• [Objective]
Restate word for word the lines from the one containing "Provide the location of each instance of the soil" through the end of the listing below, with both ends included.

+++ Task material +++

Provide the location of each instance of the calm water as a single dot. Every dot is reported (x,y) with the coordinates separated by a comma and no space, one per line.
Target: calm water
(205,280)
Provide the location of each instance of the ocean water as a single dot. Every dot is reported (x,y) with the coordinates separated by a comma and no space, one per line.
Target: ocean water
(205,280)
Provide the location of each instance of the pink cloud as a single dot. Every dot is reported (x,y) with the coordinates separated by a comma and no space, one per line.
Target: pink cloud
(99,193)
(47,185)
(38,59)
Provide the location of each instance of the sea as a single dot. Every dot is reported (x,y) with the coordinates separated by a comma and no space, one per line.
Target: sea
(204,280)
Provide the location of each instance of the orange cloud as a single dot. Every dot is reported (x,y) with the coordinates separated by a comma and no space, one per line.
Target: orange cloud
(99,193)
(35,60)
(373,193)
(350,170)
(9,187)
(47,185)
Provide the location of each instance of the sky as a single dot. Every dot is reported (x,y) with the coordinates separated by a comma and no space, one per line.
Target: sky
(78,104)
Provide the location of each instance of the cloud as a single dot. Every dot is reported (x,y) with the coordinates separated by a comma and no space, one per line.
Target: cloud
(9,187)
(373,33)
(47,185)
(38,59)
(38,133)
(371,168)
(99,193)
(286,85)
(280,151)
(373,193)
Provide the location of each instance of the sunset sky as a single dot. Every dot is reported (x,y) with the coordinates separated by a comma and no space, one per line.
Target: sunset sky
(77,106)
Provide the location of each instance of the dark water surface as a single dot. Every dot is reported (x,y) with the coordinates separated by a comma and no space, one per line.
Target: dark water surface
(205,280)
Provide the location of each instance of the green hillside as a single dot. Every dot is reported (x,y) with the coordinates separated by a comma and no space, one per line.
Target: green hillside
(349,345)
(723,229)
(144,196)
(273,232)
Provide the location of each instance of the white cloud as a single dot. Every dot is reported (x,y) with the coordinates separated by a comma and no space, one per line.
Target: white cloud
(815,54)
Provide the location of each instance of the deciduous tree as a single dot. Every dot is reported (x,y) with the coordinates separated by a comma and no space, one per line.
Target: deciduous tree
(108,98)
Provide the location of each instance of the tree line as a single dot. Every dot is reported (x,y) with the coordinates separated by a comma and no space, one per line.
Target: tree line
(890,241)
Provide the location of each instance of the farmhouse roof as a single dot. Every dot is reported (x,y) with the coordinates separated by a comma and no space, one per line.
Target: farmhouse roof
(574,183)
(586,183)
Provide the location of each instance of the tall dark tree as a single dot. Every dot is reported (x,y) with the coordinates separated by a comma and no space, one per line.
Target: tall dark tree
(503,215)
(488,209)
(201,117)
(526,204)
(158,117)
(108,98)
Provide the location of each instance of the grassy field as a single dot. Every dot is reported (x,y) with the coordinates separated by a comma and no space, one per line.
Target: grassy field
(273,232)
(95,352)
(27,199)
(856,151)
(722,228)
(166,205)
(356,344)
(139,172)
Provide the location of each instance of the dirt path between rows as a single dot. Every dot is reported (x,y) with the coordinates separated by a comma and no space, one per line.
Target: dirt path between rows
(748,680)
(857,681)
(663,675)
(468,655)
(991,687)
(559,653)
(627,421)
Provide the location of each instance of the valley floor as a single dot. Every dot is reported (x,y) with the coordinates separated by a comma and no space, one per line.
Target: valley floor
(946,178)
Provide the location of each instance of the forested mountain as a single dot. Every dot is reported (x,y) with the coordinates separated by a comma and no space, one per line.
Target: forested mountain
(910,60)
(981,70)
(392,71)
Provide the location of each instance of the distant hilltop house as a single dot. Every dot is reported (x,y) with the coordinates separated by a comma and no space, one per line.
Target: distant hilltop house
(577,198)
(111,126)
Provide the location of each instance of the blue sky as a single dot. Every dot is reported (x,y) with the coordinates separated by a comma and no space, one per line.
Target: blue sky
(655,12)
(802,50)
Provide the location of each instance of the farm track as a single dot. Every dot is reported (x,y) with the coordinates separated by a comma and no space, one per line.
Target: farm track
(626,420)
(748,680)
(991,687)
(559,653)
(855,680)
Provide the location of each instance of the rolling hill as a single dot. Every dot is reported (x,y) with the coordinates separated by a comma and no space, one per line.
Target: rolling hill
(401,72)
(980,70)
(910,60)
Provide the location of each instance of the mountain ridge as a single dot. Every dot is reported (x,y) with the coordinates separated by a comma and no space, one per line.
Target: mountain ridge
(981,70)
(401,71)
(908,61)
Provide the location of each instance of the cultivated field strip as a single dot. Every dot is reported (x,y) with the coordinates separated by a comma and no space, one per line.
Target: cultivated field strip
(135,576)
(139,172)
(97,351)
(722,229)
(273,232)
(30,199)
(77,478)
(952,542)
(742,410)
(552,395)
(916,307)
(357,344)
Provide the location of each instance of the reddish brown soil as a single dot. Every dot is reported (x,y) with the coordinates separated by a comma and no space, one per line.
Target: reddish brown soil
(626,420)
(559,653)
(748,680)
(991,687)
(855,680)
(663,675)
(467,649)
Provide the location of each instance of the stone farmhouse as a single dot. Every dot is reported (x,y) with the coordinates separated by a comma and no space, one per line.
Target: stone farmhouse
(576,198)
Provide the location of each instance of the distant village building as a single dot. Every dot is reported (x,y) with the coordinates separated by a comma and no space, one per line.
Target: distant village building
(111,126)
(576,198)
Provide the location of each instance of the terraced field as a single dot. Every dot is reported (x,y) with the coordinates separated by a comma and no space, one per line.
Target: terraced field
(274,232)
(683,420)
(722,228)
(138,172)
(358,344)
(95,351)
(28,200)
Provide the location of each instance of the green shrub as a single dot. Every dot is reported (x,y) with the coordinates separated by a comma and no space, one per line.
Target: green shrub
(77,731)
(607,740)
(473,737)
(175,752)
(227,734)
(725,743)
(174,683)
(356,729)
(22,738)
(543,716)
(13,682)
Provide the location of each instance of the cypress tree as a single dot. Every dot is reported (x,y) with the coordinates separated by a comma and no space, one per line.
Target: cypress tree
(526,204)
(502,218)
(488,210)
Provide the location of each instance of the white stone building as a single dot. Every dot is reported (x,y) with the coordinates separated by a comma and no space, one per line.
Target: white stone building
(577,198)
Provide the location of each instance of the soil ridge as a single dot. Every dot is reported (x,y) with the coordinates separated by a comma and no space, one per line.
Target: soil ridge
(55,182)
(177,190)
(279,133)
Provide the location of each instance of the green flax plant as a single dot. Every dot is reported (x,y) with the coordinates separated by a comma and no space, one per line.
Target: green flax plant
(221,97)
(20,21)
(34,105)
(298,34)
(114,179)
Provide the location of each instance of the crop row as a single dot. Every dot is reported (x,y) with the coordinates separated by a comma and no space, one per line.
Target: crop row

+++

• [Complete response]
Provide the location of each instance of the soil ridge as a single dot. Every dot is reported (x,y) with the coordinates separated by a comma and no space, one per line.
Target: soil ridge
(55,182)
(177,190)
(279,133)
Provide the location of each instance of the green flax plant as a single dot. Every dot is reported (x,y) with the coordinates separated by a comma and no space, one per line.
Target: green flax plant
(221,97)
(20,21)
(34,105)
(298,34)
(114,179)
Provide the location of each instance of the crop row as a single dot. Every dot is reported (x,y) with the coordinates separated by a comma and no space, one per line.
Target: crop row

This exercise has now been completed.